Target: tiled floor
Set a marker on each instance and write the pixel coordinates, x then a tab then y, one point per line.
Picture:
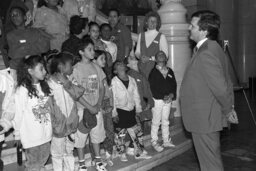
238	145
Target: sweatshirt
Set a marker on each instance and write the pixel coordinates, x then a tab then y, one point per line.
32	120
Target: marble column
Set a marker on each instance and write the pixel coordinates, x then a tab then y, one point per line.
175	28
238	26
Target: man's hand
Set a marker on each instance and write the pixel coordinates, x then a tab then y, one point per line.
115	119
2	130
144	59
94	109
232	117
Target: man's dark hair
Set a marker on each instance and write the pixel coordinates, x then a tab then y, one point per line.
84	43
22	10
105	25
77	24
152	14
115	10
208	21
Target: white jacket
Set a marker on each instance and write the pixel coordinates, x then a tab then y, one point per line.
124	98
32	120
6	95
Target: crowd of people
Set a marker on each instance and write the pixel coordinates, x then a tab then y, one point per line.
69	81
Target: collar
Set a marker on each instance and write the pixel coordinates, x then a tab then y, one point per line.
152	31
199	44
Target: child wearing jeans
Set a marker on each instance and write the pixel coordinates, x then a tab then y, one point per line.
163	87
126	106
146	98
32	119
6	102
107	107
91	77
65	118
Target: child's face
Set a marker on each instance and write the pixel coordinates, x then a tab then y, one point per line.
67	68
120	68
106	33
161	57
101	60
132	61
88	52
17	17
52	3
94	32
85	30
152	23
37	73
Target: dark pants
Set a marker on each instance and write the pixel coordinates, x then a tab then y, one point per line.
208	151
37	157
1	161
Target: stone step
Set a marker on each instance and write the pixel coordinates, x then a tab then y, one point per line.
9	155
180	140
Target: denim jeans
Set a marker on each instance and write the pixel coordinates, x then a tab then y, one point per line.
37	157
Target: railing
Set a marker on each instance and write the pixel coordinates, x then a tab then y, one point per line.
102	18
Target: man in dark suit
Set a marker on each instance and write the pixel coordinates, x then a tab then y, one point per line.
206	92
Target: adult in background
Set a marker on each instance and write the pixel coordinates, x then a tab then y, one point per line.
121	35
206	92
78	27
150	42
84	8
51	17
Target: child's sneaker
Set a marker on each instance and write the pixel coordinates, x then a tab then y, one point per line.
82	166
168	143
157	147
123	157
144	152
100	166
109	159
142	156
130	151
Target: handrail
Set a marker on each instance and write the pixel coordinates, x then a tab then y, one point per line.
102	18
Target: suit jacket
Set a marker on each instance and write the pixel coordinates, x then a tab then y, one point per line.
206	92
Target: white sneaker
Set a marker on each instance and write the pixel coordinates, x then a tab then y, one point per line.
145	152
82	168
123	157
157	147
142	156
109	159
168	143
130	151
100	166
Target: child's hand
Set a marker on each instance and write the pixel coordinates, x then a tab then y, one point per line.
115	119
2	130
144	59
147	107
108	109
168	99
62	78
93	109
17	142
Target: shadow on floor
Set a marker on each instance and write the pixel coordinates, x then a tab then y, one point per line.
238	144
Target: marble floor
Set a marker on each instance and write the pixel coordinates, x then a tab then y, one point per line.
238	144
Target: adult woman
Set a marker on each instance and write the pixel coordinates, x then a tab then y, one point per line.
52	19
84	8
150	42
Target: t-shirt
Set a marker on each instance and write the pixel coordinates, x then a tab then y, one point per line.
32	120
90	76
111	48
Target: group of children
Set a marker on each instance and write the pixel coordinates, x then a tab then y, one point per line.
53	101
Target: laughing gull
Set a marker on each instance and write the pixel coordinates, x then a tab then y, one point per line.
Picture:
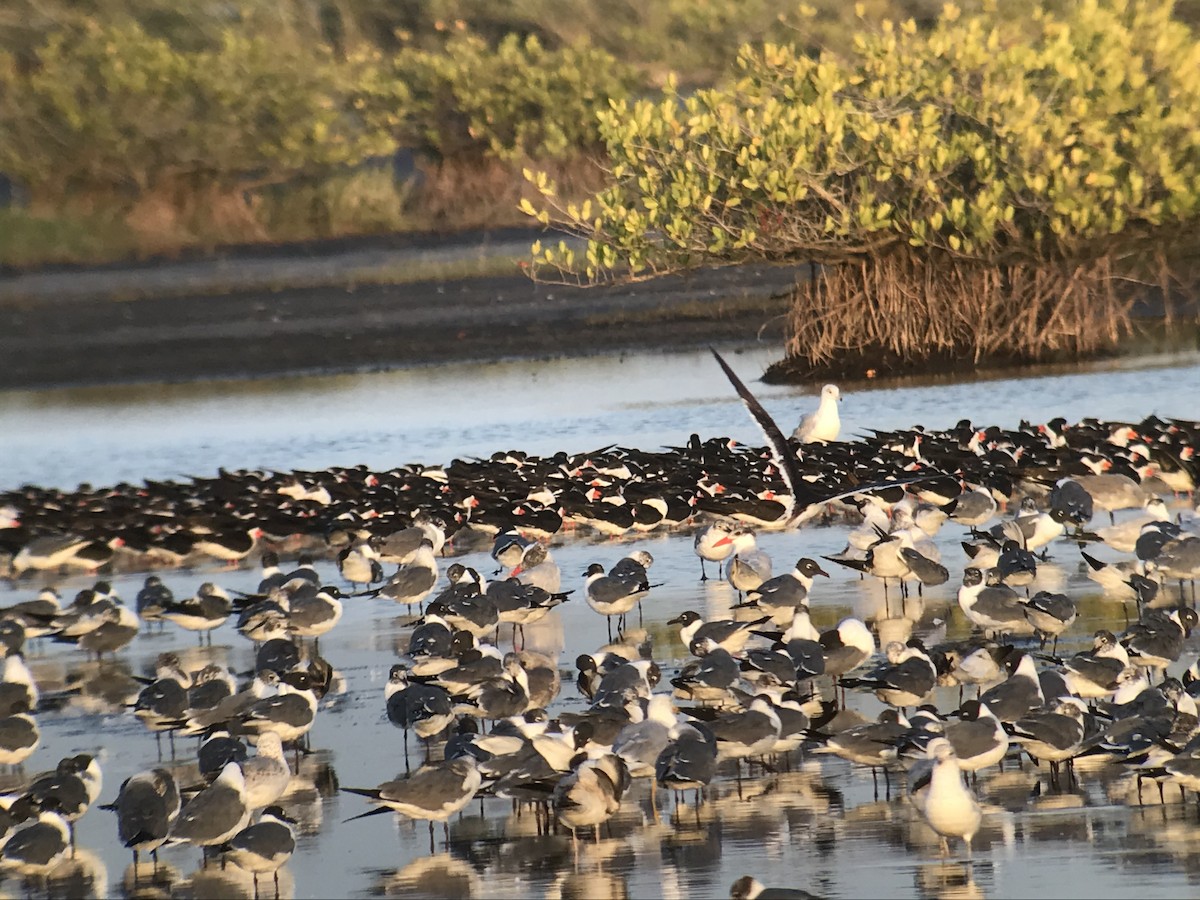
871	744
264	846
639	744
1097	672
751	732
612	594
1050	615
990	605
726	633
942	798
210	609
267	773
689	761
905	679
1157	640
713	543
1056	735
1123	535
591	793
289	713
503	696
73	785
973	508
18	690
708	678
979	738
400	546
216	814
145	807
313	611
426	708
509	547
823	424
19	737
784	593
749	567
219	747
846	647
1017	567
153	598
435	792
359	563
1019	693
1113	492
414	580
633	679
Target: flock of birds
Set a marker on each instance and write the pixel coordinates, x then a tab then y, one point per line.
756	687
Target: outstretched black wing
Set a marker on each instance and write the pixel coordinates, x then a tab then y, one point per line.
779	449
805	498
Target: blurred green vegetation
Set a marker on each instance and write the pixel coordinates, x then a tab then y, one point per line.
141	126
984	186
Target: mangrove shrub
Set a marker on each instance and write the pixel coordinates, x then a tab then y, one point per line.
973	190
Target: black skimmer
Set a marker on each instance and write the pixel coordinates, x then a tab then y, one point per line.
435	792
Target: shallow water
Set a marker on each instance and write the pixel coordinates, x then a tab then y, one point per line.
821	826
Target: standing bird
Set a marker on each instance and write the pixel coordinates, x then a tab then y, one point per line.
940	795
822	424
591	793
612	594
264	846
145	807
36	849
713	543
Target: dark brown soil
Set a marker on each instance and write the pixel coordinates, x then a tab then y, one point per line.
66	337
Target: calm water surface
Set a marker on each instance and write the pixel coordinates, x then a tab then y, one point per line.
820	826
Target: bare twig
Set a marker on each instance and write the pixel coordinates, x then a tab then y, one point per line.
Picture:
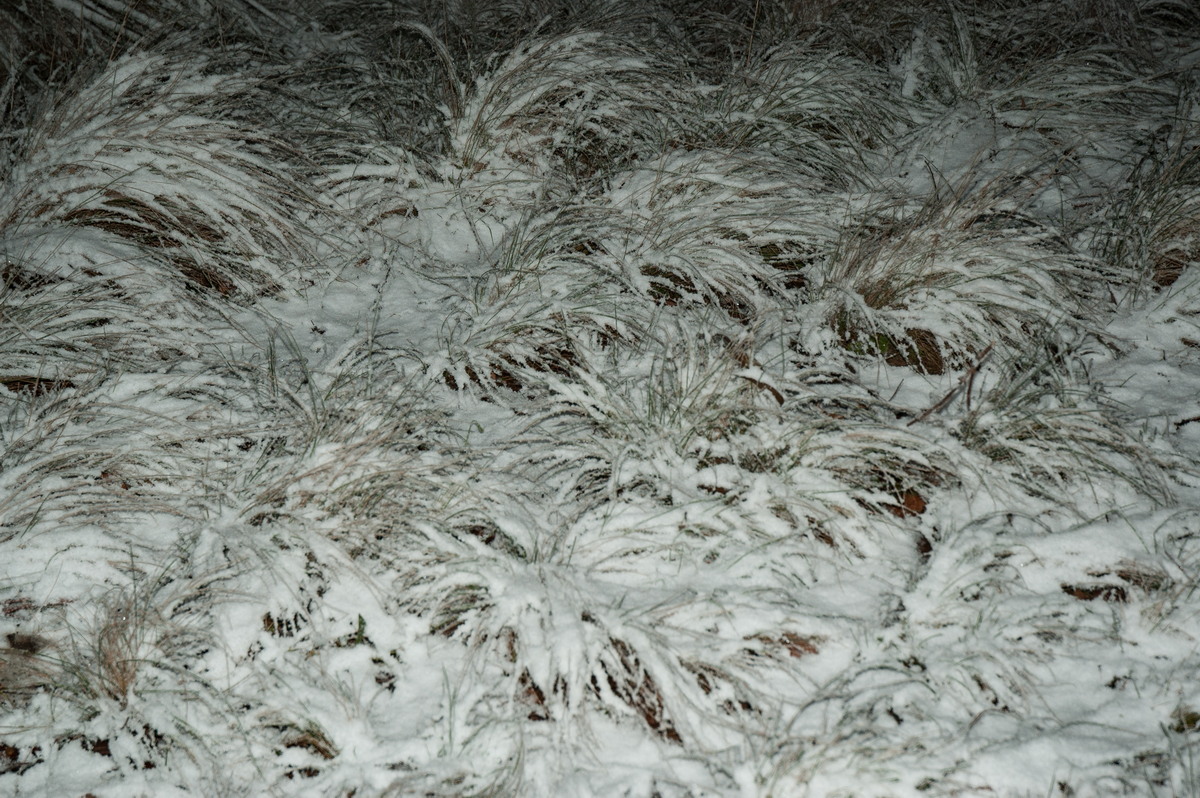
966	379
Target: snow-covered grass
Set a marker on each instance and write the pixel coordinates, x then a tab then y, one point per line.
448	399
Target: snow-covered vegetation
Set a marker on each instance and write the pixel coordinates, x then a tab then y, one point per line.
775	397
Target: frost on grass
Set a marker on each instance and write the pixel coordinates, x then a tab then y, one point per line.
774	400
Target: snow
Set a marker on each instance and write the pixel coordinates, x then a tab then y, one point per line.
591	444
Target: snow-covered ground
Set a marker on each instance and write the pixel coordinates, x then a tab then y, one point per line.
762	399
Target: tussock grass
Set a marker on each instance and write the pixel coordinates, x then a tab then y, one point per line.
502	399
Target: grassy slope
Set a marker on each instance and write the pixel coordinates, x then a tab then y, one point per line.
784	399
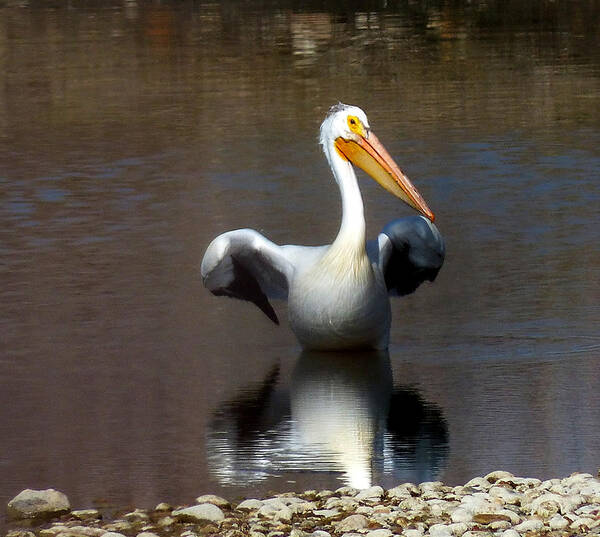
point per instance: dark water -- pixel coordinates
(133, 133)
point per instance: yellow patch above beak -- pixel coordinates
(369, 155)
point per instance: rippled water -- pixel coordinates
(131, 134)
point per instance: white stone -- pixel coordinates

- _Work order_
All of the entries above should be copied exactly, except for the pictures.

- _Written response_
Target: tiled floor
Set a marker on each instance and write the pixel coordinates, x then a tab then y, one point per line.
Picture:
238	145
Target: sweatshirt
Set a marker on each instance and write the pixel coordinates, x then a tab then y, one point per line.
32	120
Target: marble column
Set a marker on each instance and write the pixel coordinates, x then a tab then y, one point per line.
175	28
238	26
Target: man's hand
Set a marker on each instance and write the pixel coordinates, x then a tab then y, one point per line.
115	119
2	130
144	59
94	109
232	117
Target: man's dark hair
Set a marker on each instance and write the pixel coordinates, x then a tab then y, one point per line.
84	43
22	10
105	25
77	24
152	14
115	10
208	21
Target: white jacket
Set a marker on each instance and write the pixel coordinates, x then a tab then y, one point per line.
124	98
32	120
6	95
Target: crowd of people
Set a marker on each instance and write the pixel coordinates, x then a tab then y, one point per line.
69	81
Target: collar
Set a marker on each instance and write the pixel coordinates, x then a tab then y, one point per line.
152	31
199	44
Target: child wearing jeans
Set a marker on each instance and write the pixel coordinates, x then a tab then y, one point per line.
163	87
126	106
146	98
32	119
6	102
107	107
91	77
65	118
Target: child's face
Set a marker on each instance and write the pixel coordinates, x then a tab then y, one point per line.
67	68
120	68
106	33
161	57
101	60
132	61
88	52
17	17
52	3
94	32
85	30
152	23
37	73
Target: dark pants
Set a marker on each instance and write the pixel coordinates, x then a tab then y, one point per line.
208	151
37	157
1	161
Target: stone step
Set a marker on each instance and write the pixel coordinates, x then a tab then y, one point per line.
9	155
180	140
Target: denim jeans
Set a marker on each instance and write the pixel coordinates, x then a tab then y, one point per line.
37	157
Target: railing
Set a marker on each instance and write the pixel coordinates, x then a tab then y, one point per line.
102	18
Target: man in dark suit
Set a marker on each instance and write the pixel coordinates, x then a tab then y, one point per line.
206	92
Target: adult in background
Set a marker on each instance and write the pixel coordinates, x then a tab then y, one point per line.
121	35
206	92
78	27
150	42
84	8
51	17
Target: child's sneaker
Set a marker on each instance and write the pixel coordinates, x then a tab then y, one point per line.
82	166
168	143
157	147
123	157
144	152
100	166
109	159
142	156
130	151
Target: handrail
Set a marker on each instance and write the pixel coordinates, x then a tab then y, one point per line.
102	18
Target: suit jacket
Set a marker on each instance and write the pixel coordinates, x then a tab then y, one point per line.
206	92
Target: white sneaker
Set a marker on each instance and write the pixel coordinates, x then a tab then y, one point per line.
145	152
82	168
123	157
157	147
142	156
109	159
168	143
130	151
100	166
Target: child's hand
Set a marker on each instance and write the pixel coordinates, x then a tab then y, one point per line.
115	119
2	130
144	59
147	107
108	109
168	99
62	78
93	109
17	142
Target: shadow on floor
Set a marker on each instance and write the pixel coordinates, x then a tab then y, one point per line.
238	144
Target: marble floor
Set a marker on each instance and write the pixel coordinates, x then a tab then y, one point per line.
238	144
Target: adult woman
Set a marker on each instance and write the pixel coordinates, x then a tab then y, one point per line.
52	19
84	8
150	42
Target: t-shirt
Set a marker on each instance and write the pixel coordinates, x then a tab then y, one point per line.
32	120
90	76
111	48
Target: group of children
Set a marker on each instance and write the pixel coordinates, x then a tab then y, one point per line.
53	101
Target: laughing gull
Set a marker on each instance and write the pixel coordinates, x then a tab then y, one point per line.
Picture:
871	744
264	846
639	744
1097	672
751	732
612	594
1050	615
990	605
726	633
942	798
210	609
267	773
689	761
905	679
1157	640
713	543
1056	735
1123	535
591	793
289	713
503	696
73	785
973	508
18	690
708	678
979	738
400	546
216	814
145	807
313	611
426	708
509	547
823	424
19	737
784	593
749	567
219	747
846	647
1017	567
153	598
435	792
359	563
1019	693
1113	492
414	580
633	679
Target: flock of birds
Set a marker on each instance and write the pixel coordinates, x then a tab then y, one point per line.
756	687
Target: outstretched black wing
Set a marker on each instance and write the pixel coordinates, x then a tab then y, one point per line.
779	449
805	498
Target: blurred green vegetation
Set a marker on each instance and write the pixel coordinates, x then a tab then y, one point per line.
141	126
984	186
Target: mangrove shrub
Set a marker on each instance and write the pixel coordinates, x then a tab then y, one point per line.
973	190
Target: black skimmer
Set a marker on each instance and write the pixel coordinates, x then a tab then y, one point per line.
435	792
Target: shallow water
Set a marker on each instance and write the pixel coordinates, x then a tab then y, one point per line.
821	826
Target: standing bird
Set a marker on each instance and write the pixel coordinates, x then a tab then y, one point per line.
940	795
822	424
591	793
612	594
264	846
145	807
36	849
713	543
Target: dark brown soil
Set a marker on each instance and write the pixel coordinates, x then a tab then y, one point per line.
66	337
Target: calm water surface
Set a marker on each instance and write the pixel coordinates, x then a tab then y, one point per line.
820	826
Target: bare twig
Set a marker on each instance and write the pixel coordinates, x then a tab then y, one point per line.
Picture:
966	379
Target: snow-covered grass
Set a marker on each instance and write the pixel coordinates, x then a tab then y, one point per line.
448	399
Target: snow-covered vegetation
Set a marker on each instance and write the pixel coordinates, x then a tab then y, one point per line.
775	397
Target: frost on grass
Set a marker on each instance and write the pixel coordinates, x then a tab then y, one point per line.
774	400
Target: snow
Set a marker on each instance and write the pixel coordinates, x then a tab then y, one point per line.
591	444
Target: snow-covered ground
Set a marker on each instance and write the pixel coordinates, x then a tab then y, one point per line.
762	399
Target: tussock grass
Set a marker on each instance and write the pixel coordinates, x then a tab then y, one point per line.
502	399
Target: grassy slope
Set a marker on each instance and write the pixel coordinates, x then a tab then y, one point per line.
784	399
point per instance: dark water -- pixel coordinates
(133, 133)
point per instance: yellow patch above beak -- pixel coordinates
(369, 155)
point per instance: rippled water -- pixel coordinates
(131, 134)
point per instance: white stone -- pixel coordinates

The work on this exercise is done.